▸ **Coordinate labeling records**
====
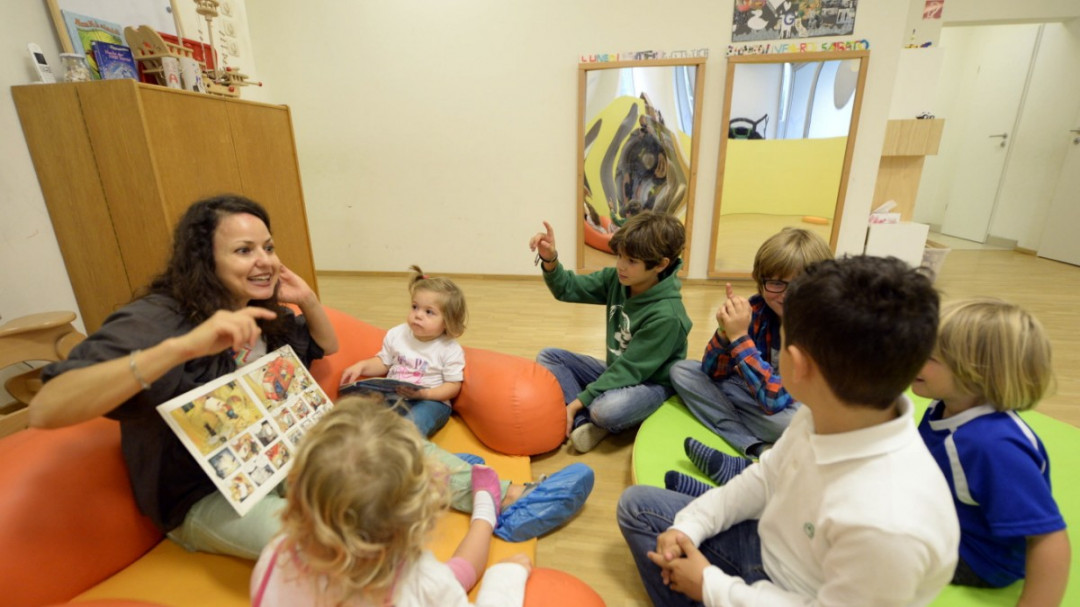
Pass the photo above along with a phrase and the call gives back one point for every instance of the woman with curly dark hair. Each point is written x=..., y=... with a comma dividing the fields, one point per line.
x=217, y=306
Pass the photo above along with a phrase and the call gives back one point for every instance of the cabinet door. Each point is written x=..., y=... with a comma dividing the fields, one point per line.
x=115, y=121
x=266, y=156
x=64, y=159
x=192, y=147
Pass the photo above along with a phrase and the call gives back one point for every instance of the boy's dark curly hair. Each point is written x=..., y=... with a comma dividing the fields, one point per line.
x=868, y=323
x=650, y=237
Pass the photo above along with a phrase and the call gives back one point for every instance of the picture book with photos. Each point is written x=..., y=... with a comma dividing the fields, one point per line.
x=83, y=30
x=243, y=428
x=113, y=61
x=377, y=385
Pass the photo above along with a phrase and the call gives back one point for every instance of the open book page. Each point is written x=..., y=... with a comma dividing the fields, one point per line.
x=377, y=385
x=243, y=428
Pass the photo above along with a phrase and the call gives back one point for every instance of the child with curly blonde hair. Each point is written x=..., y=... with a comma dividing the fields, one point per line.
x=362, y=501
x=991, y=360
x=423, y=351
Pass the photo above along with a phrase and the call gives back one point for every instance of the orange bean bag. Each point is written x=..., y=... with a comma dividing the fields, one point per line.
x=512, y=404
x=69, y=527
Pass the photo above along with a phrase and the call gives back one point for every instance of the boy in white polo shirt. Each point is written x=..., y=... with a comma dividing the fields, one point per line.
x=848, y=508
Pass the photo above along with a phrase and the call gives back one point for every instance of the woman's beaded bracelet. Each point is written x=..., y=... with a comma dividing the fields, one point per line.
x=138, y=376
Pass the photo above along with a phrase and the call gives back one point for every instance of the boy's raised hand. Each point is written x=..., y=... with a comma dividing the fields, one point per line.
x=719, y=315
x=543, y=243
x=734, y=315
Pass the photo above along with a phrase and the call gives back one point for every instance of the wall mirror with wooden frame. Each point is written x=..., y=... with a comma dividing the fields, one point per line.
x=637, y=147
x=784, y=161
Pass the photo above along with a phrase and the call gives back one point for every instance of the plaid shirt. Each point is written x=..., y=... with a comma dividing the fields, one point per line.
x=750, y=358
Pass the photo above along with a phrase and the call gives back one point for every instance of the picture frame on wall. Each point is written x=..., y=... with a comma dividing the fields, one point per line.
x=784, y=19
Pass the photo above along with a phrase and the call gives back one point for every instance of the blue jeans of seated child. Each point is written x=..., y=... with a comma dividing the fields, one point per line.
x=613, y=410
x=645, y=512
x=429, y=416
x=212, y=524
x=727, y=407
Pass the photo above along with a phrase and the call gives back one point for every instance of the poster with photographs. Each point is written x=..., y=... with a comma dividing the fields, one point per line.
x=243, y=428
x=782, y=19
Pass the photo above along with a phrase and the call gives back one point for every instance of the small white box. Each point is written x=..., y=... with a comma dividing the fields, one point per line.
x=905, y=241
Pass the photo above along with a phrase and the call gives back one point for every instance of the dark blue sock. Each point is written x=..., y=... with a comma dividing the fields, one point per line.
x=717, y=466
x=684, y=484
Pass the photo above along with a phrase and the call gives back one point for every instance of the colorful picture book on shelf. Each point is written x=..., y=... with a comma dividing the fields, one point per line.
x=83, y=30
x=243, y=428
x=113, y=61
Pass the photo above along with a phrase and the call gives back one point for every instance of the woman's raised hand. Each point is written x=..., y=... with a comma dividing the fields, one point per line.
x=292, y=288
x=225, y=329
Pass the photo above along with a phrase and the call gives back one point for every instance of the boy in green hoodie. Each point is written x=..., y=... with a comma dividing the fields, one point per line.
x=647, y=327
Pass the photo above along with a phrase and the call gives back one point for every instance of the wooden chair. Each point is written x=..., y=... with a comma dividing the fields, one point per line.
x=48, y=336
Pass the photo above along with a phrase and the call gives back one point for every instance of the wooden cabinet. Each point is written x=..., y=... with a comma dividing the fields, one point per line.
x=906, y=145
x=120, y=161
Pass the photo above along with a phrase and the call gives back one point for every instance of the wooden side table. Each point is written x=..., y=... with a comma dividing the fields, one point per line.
====
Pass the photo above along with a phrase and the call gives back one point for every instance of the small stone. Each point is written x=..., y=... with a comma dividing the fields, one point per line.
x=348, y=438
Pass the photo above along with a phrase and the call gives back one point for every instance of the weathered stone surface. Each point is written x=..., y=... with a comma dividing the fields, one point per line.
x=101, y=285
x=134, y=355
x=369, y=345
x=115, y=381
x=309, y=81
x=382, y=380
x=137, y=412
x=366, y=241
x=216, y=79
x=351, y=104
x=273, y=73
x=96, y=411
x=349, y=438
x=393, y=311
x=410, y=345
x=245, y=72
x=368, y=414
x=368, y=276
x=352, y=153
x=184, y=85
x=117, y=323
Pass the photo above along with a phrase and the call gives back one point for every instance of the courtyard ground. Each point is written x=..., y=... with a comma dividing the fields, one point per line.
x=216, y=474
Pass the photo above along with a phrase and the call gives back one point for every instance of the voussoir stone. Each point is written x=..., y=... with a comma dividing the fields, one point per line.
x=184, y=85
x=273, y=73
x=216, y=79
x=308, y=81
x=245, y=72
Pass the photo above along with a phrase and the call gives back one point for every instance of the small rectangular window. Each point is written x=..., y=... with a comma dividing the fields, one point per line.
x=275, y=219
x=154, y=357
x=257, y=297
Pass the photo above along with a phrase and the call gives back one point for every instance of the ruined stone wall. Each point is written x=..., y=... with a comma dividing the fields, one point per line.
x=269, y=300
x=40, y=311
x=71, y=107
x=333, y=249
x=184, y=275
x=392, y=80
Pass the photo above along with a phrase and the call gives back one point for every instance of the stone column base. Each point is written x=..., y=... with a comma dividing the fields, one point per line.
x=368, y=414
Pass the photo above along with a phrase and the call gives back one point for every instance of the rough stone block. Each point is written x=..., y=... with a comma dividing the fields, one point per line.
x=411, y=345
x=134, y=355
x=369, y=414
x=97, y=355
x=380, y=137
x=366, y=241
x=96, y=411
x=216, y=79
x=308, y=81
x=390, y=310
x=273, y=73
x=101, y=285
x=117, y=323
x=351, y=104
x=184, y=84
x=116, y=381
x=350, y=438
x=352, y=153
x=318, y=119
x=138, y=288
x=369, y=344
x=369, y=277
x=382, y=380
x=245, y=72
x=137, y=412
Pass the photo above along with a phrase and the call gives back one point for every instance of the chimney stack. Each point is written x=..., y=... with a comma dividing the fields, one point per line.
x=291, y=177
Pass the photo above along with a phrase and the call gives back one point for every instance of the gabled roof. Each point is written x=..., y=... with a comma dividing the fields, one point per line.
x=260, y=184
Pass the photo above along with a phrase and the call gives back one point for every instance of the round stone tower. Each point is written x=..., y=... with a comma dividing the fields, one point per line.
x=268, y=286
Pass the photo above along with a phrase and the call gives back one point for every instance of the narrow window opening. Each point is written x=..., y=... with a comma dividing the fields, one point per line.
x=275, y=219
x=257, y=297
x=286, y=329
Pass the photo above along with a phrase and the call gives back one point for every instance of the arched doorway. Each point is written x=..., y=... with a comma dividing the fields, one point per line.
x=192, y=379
====
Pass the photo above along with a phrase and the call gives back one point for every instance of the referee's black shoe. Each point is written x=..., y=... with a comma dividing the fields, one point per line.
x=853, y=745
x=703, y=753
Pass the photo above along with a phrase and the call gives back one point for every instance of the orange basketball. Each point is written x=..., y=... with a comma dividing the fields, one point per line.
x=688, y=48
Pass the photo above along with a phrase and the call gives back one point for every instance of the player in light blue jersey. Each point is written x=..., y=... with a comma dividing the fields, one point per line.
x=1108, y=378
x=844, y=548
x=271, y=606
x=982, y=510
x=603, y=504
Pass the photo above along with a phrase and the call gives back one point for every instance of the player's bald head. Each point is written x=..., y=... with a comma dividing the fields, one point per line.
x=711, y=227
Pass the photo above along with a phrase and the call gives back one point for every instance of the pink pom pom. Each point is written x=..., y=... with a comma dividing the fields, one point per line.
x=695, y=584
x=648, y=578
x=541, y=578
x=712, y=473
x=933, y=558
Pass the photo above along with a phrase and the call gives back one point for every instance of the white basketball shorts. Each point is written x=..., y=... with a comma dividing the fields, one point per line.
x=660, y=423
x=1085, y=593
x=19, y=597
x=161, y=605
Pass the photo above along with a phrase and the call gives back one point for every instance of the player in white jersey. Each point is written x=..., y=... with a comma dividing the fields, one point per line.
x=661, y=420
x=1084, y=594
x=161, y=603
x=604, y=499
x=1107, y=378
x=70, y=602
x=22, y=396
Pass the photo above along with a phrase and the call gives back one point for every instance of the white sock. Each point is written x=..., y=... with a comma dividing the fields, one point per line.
====
▸ **What is asked**
Rewrite the records from the line containing "of the cabinet" through the line containing "x=192, y=147", inclusive, as a numbered list, omitting any blank lines.

▸ **Answer below**
1. Pass the photo above along with a phrase and the call gives back one point for every instance of the cabinet door. Each point is written x=..., y=... with a comma dividing the fields, one point per line.
2. x=115, y=121
3. x=266, y=156
4. x=64, y=159
5. x=192, y=147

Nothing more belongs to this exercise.